*Passage given*.
Dumping SmartOS boot zpool when booting from harddisk
Read first
Before reading this article you would find useful to become familiar with this other two:
Problem to solve
The steps described in previous articles create a SmartOS installation booting from the harddisk instead the regular boot from a CD, a DVD, a USB pendrive or PXE. This is useful when managing remote machines with no physical access. You must be careful, though, since a mistake in the manipulation of the boot zpool can leave the machine offline with a slow and painful recovery procedure.
For my personal needs (servers hosted in a remote datacenter), my approach for boot recovery would be to restart the server with the rescue mode facilities of the datacenter using an Operating system with ZFS support. That would be enough to mount the harddisk and correct any misconfiguration.

*Exercise objective*. Write the next part of the article on dumping the SmartOS boot zpool, picking up right after its last sentence.

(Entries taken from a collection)
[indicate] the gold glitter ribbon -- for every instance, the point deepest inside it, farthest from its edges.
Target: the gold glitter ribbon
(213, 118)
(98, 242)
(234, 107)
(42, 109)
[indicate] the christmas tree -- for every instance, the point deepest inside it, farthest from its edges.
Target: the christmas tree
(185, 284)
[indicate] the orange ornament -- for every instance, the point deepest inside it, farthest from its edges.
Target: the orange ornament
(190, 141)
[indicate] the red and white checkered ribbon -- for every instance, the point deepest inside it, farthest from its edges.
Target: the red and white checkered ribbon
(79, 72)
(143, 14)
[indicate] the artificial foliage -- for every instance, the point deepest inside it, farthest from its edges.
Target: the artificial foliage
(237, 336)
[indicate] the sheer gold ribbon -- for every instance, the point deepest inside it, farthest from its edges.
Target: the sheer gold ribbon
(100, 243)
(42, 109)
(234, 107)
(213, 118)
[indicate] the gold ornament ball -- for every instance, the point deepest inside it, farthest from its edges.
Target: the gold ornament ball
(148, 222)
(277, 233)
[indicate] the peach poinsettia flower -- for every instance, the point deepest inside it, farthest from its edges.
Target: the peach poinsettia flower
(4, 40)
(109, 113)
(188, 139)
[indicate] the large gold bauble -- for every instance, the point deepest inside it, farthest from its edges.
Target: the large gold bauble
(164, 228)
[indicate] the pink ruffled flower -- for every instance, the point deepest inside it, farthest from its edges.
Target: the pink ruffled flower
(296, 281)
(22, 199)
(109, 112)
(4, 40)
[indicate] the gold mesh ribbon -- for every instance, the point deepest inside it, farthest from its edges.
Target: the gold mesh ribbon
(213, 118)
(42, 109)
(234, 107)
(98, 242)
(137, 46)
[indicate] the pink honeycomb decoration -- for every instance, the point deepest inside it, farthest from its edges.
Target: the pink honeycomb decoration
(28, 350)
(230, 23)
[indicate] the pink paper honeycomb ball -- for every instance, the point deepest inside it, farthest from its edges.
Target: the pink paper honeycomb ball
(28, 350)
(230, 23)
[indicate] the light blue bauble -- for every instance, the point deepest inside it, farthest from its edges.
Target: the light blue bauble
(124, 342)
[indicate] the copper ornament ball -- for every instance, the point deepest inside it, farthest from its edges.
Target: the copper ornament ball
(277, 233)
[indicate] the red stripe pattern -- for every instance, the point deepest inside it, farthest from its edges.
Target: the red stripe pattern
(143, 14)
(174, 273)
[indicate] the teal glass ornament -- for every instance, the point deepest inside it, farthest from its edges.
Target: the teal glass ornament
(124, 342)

*Expected output*.
This approach is fine 99.9% of the time, but it doesn't work (easily) if there is an issue in early boot stages, like a corruption of GRUB, bad upgrading of GRUB (trying, for instance, to support features available in new ZFS releases) or if you want to upgrade to new Illumos loader, enable ZFS encryption, etc.
We need a fast way to recover the machine if something goes wrong in the early boot stage.
Since in my case the boot ZFS zpool is only 1 GB in size, what about just dumping the harddisk datablocks as a file in another server? With gigabit data speed, you can rewrite 1 GB in ten seconds. Booting in rescue mode and typing the appropriate commands would be the slow part!
Identifying GRUB area and ZFS boot zpool
The following instructions can be done safely in the Solaris global zone while the machine is in production.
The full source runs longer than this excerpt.